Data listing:
START

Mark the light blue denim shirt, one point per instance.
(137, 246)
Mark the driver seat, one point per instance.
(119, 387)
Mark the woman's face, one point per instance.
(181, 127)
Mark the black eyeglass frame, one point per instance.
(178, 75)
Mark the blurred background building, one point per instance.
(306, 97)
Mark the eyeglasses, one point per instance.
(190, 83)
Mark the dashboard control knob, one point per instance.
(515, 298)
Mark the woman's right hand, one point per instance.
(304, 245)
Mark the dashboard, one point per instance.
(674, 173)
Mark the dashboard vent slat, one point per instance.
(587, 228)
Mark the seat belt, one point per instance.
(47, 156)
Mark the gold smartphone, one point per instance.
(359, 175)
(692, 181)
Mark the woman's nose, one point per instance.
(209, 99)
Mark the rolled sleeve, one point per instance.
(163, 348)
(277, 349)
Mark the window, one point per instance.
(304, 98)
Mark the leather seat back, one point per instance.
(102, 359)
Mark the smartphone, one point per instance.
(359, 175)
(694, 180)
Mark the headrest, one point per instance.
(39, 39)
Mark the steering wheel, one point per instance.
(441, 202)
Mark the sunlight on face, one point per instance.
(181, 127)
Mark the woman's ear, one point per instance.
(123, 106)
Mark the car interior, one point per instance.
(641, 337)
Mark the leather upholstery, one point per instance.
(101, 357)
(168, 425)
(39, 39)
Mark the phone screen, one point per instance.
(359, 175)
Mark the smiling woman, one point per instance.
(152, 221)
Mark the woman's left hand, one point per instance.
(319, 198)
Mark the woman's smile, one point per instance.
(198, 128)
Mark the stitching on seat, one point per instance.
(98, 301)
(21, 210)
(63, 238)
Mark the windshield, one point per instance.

END
START

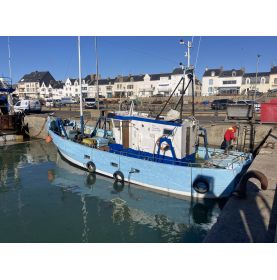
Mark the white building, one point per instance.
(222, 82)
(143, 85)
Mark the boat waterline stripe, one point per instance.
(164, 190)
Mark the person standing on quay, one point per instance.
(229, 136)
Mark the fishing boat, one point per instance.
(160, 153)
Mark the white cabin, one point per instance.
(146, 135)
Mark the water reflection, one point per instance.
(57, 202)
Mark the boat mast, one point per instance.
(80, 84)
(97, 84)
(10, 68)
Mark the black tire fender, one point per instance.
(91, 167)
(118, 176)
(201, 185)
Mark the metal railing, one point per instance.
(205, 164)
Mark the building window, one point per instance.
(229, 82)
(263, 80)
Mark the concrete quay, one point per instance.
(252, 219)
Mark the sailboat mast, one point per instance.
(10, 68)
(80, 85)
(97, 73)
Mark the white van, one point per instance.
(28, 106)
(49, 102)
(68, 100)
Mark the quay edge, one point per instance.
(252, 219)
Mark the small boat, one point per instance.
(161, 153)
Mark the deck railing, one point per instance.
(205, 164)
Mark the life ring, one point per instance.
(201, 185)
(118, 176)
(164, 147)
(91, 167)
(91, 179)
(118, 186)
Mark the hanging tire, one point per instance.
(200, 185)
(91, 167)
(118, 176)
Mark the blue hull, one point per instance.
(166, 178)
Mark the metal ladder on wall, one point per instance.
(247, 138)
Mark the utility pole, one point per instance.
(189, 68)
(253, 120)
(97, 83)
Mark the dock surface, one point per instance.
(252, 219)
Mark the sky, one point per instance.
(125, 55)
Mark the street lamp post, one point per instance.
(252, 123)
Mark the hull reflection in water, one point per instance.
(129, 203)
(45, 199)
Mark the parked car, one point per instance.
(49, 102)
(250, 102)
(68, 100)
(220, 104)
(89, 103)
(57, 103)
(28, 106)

END

● Directions for this task:
Count the lines in the listing above that contain the string "leather", treating uppercase and lowercase as different, and reply with the number alone.

● The result:
2